**Supplied text:**
Figure 6-13   MIB-2 Naming Structure

                                              mgmt (2)


                                  mib-2 (1)


                     system (1)                                              tcp (6)



              sysDescr (1) sysUpTime (3) sysContact (4) sysName (5)          tcpConnTable (13)


                                                                 tcpConnEntry (1)


                tcpConnState (1) tcpConn          tcpConn       tcpConn             tcpConn
                                 LocalAddress (2) LocalPort (3) RemoteAddress (4)   RemotePort (3)



         We now dive into the definition of one of the submodules, the system group. Note that the
         definition of MIB modules can be annotated with comments, which are lines prefixed with two
         dashes (--).

                -- the System group

                --   Implementation of the System group is mandatory for all
                --   systems. If an agent is not configured to have a value
                --   for any of these variables, a string of length 0 is
                --   returned.

                sysDescr OBJECT-TYPE
                    SYNTAX DisplayString (SIZE (0..255))
                    ACCESS read-only
                    STATUS mandatory
                    DESCRIPTION
                            “A textual description of the entity. This value
                            should include the full name and version
                            identification of the system’s hardware type,
                            software operating-system, and networking
                            software. It is mandatory that this only contain
                            printable ASCII characters.”

**Parts of the exercise:**
1 – In the MIB-2 excerpt, what marks a line as a comment in a MIB module definition?
2 – From the MIB-2 excerpt, extract the part that opens with the words containing "-- the System" and closes with "DisplayString (SIZE (0..255))".

**Dataset extract:**
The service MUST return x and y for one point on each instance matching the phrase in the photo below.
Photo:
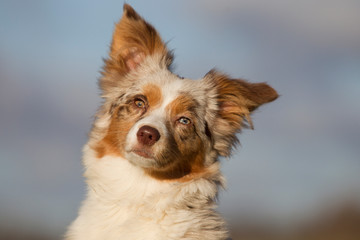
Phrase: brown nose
(148, 135)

**Results:**
1 – A prefix of two dashes (--).

2 –
-- the System group

                --   Implementation of the System group is mandatory for all
                --   systems. If an agent is not configured to have a value
                --   for any of these variables, a string of length 0 is
                --   returned.

                sysDescr OBJECT-TYPE
                    SYNTAX DisplayString (SIZE (0..255))